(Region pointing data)
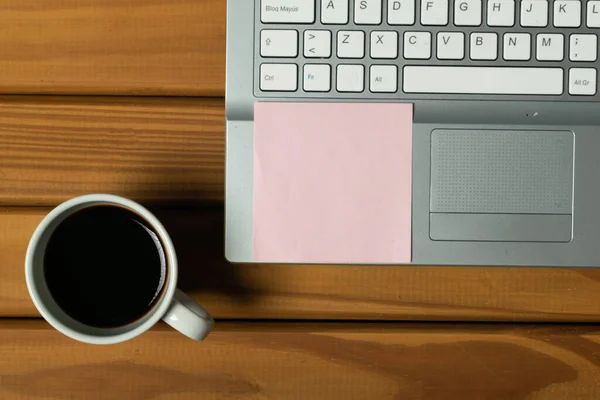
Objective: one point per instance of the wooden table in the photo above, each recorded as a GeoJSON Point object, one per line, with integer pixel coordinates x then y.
{"type": "Point", "coordinates": [126, 97]}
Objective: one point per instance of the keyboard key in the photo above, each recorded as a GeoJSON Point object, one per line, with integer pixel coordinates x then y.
{"type": "Point", "coordinates": [567, 13]}
{"type": "Point", "coordinates": [417, 45]}
{"type": "Point", "coordinates": [582, 81]}
{"type": "Point", "coordinates": [384, 78]}
{"type": "Point", "coordinates": [484, 46]}
{"type": "Point", "coordinates": [334, 11]}
{"type": "Point", "coordinates": [279, 77]}
{"type": "Point", "coordinates": [401, 12]}
{"type": "Point", "coordinates": [317, 44]}
{"type": "Point", "coordinates": [550, 47]}
{"type": "Point", "coordinates": [451, 45]}
{"type": "Point", "coordinates": [434, 12]}
{"type": "Point", "coordinates": [350, 78]}
{"type": "Point", "coordinates": [467, 13]}
{"type": "Point", "coordinates": [583, 48]}
{"type": "Point", "coordinates": [287, 11]}
{"type": "Point", "coordinates": [517, 46]}
{"type": "Point", "coordinates": [367, 12]}
{"type": "Point", "coordinates": [351, 44]}
{"type": "Point", "coordinates": [501, 13]}
{"type": "Point", "coordinates": [534, 13]}
{"type": "Point", "coordinates": [384, 44]}
{"type": "Point", "coordinates": [593, 20]}
{"type": "Point", "coordinates": [317, 78]}
{"type": "Point", "coordinates": [483, 80]}
{"type": "Point", "coordinates": [278, 43]}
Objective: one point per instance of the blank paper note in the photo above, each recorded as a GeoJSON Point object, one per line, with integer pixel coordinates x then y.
{"type": "Point", "coordinates": [332, 182]}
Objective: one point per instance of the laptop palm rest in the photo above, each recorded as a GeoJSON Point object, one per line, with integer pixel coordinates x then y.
{"type": "Point", "coordinates": [496, 185]}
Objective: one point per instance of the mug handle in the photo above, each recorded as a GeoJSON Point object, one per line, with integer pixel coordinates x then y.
{"type": "Point", "coordinates": [188, 317]}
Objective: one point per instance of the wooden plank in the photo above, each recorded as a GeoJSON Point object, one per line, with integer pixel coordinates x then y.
{"type": "Point", "coordinates": [329, 292]}
{"type": "Point", "coordinates": [133, 47]}
{"type": "Point", "coordinates": [54, 148]}
{"type": "Point", "coordinates": [307, 361]}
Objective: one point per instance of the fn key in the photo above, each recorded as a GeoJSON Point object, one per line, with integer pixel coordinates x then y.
{"type": "Point", "coordinates": [279, 77]}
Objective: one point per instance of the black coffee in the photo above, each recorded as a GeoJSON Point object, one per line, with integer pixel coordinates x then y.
{"type": "Point", "coordinates": [105, 266]}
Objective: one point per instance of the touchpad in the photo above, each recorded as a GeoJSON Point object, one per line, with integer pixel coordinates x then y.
{"type": "Point", "coordinates": [495, 185]}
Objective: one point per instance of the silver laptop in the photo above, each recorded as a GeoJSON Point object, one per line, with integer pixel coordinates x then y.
{"type": "Point", "coordinates": [504, 133]}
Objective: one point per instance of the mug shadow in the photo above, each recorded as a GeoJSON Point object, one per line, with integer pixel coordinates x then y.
{"type": "Point", "coordinates": [198, 234]}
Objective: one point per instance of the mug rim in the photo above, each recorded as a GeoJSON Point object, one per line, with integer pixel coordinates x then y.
{"type": "Point", "coordinates": [155, 313]}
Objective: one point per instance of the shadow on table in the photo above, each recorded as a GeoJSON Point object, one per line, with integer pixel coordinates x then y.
{"type": "Point", "coordinates": [198, 234]}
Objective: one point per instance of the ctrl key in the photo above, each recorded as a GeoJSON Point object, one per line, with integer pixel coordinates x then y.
{"type": "Point", "coordinates": [279, 77]}
{"type": "Point", "coordinates": [582, 81]}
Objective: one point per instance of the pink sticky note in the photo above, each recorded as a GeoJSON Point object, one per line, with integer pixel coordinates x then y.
{"type": "Point", "coordinates": [332, 182]}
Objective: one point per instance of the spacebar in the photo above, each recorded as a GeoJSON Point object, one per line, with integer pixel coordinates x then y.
{"type": "Point", "coordinates": [483, 80]}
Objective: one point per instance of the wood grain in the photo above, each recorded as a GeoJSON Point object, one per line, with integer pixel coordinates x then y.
{"type": "Point", "coordinates": [329, 292]}
{"type": "Point", "coordinates": [307, 361]}
{"type": "Point", "coordinates": [133, 47]}
{"type": "Point", "coordinates": [54, 148]}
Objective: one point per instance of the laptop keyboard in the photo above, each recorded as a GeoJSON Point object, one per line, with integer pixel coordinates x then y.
{"type": "Point", "coordinates": [412, 48]}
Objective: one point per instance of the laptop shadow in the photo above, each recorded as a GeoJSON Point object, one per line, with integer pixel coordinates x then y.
{"type": "Point", "coordinates": [198, 234]}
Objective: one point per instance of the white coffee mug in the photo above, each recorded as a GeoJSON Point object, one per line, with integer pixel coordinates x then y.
{"type": "Point", "coordinates": [174, 307]}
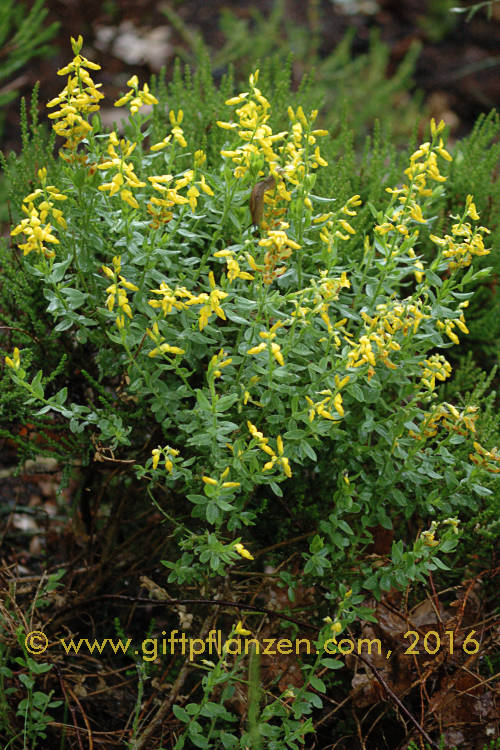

DIRECTIONS: Images are to be skipped, and each line above is to be returned exactly.

SOLUTION TO THIS TASK:
Objective: one point per instance of the wooden table in the photo above, each recorded as a GeoJSON Point object, one per line, with integer pixel coordinates x then y.
{"type": "Point", "coordinates": [126, 97]}
Objective: one point per instance of the keyboard key in the photo above, each recorded as a GeoJSON Point object, one per line, with integer pixel coordinates x then y.
{"type": "Point", "coordinates": [567, 13]}
{"type": "Point", "coordinates": [417, 45]}
{"type": "Point", "coordinates": [582, 81]}
{"type": "Point", "coordinates": [384, 78]}
{"type": "Point", "coordinates": [484, 46]}
{"type": "Point", "coordinates": [334, 11]}
{"type": "Point", "coordinates": [279, 77]}
{"type": "Point", "coordinates": [401, 12]}
{"type": "Point", "coordinates": [317, 44]}
{"type": "Point", "coordinates": [550, 47]}
{"type": "Point", "coordinates": [451, 45]}
{"type": "Point", "coordinates": [434, 12]}
{"type": "Point", "coordinates": [350, 78]}
{"type": "Point", "coordinates": [467, 13]}
{"type": "Point", "coordinates": [583, 48]}
{"type": "Point", "coordinates": [287, 11]}
{"type": "Point", "coordinates": [517, 46]}
{"type": "Point", "coordinates": [367, 12]}
{"type": "Point", "coordinates": [351, 44]}
{"type": "Point", "coordinates": [501, 13]}
{"type": "Point", "coordinates": [534, 13]}
{"type": "Point", "coordinates": [384, 44]}
{"type": "Point", "coordinates": [593, 20]}
{"type": "Point", "coordinates": [317, 78]}
{"type": "Point", "coordinates": [483, 80]}
{"type": "Point", "coordinates": [278, 43]}
Objective: one point per instance of the blank paper note in the photo above, each recorded as a GeoJSON Point object, one per line, with integer pixel coordinates x then y.
{"type": "Point", "coordinates": [332, 182]}
Objective: one point per instance of the laptop palm rest in the photo above, each recorded as a GeoJSON Point object, one per line, with integer pixel coordinates x then y.
{"type": "Point", "coordinates": [496, 185]}
Objective: one point per instance of the mug handle in the photo above, each recorded as a GeoJSON Point object, one per line, with integer pixel coordinates x then y.
{"type": "Point", "coordinates": [188, 317]}
Objective: one point per instance of the wooden plank in the photo above, each recorded as a GeoJSON Point object, one per line, with integer pixel coordinates x then y.
{"type": "Point", "coordinates": [329, 292]}
{"type": "Point", "coordinates": [133, 47]}
{"type": "Point", "coordinates": [54, 148]}
{"type": "Point", "coordinates": [307, 361]}
Objective: one point per instance of the fn key in the photo above, each recorded as a GeoJSON Point object, one per line, with integer pixel coordinates x then y.
{"type": "Point", "coordinates": [279, 77]}
Objective: one point per instance of the black coffee in the photo above, each recorded as a GeoJSON Point object, one per line, with integer pixel coordinates x then y.
{"type": "Point", "coordinates": [105, 266]}
Objective: one point per instance of the touchpad in the photo above, each recorded as a GeoJSON Point object, one per line, with integer pixel coordinates x then y.
{"type": "Point", "coordinates": [495, 185]}
Objective: one point per instance of the silver laptop in the photo above, each recorded as a GeoJSON Point object, one per line, with integer pixel coordinates x then y.
{"type": "Point", "coordinates": [504, 133]}
Objective: one point per instance of the mug shadow in the photo above, each recorded as a GeoJSON Point object, one per line, with integer pixel coordinates x then y.
{"type": "Point", "coordinates": [198, 234]}
Objective: one point per instance of the mug rim in the photo above, each recorded as a GeoJSON Point object, one per line, with integer pixel coordinates x then y.
{"type": "Point", "coordinates": [155, 313]}
Objective: one point per instance of the shadow on table in the photo above, each recorded as a GeoJSON Point object, one per line, with integer pixel coordinates x then y.
{"type": "Point", "coordinates": [198, 234]}
Objective: one point per instance of the ctrl key in the photo above, each recorded as a GeoJSON Point object, one per line, with integer pixel coordinates x then y.
{"type": "Point", "coordinates": [279, 77]}
{"type": "Point", "coordinates": [582, 81]}
Objective: one point per instance of the pink sticky note in the photo above, each recorded as a GeoJSON Point object, one per line, with integer pixel coordinates x then y.
{"type": "Point", "coordinates": [332, 182]}
Objective: one point per instance of the spacebar in the photo above, each recorded as a GeoJSON Point object, one per line, with integer pixel coordinates x then y.
{"type": "Point", "coordinates": [483, 80]}
Objective: one point per instance of the wood grain in the photo above, each recorded as a GeoJSON Point object, one per line, with integer pixel coordinates x then y.
{"type": "Point", "coordinates": [329, 292]}
{"type": "Point", "coordinates": [307, 361]}
{"type": "Point", "coordinates": [133, 47]}
{"type": "Point", "coordinates": [54, 148]}
Objective: one point per instance of the laptop keyboard in the photo above, each recorded as a GeoJSON Point object, one per line, with integer pixel coordinates x then y.
{"type": "Point", "coordinates": [412, 48]}
Objective: one point per instance of the laptop shadow in the photo above, each recorded as a GeoJSON Point object, one per line, with integer pixel coordinates x then y.
{"type": "Point", "coordinates": [198, 234]}
Objective: one point per instance of the white coffee mug in the photo above, each recorded as a GeoJSON Point object, one per line, with integer pixel coordinates x then y.
{"type": "Point", "coordinates": [174, 307]}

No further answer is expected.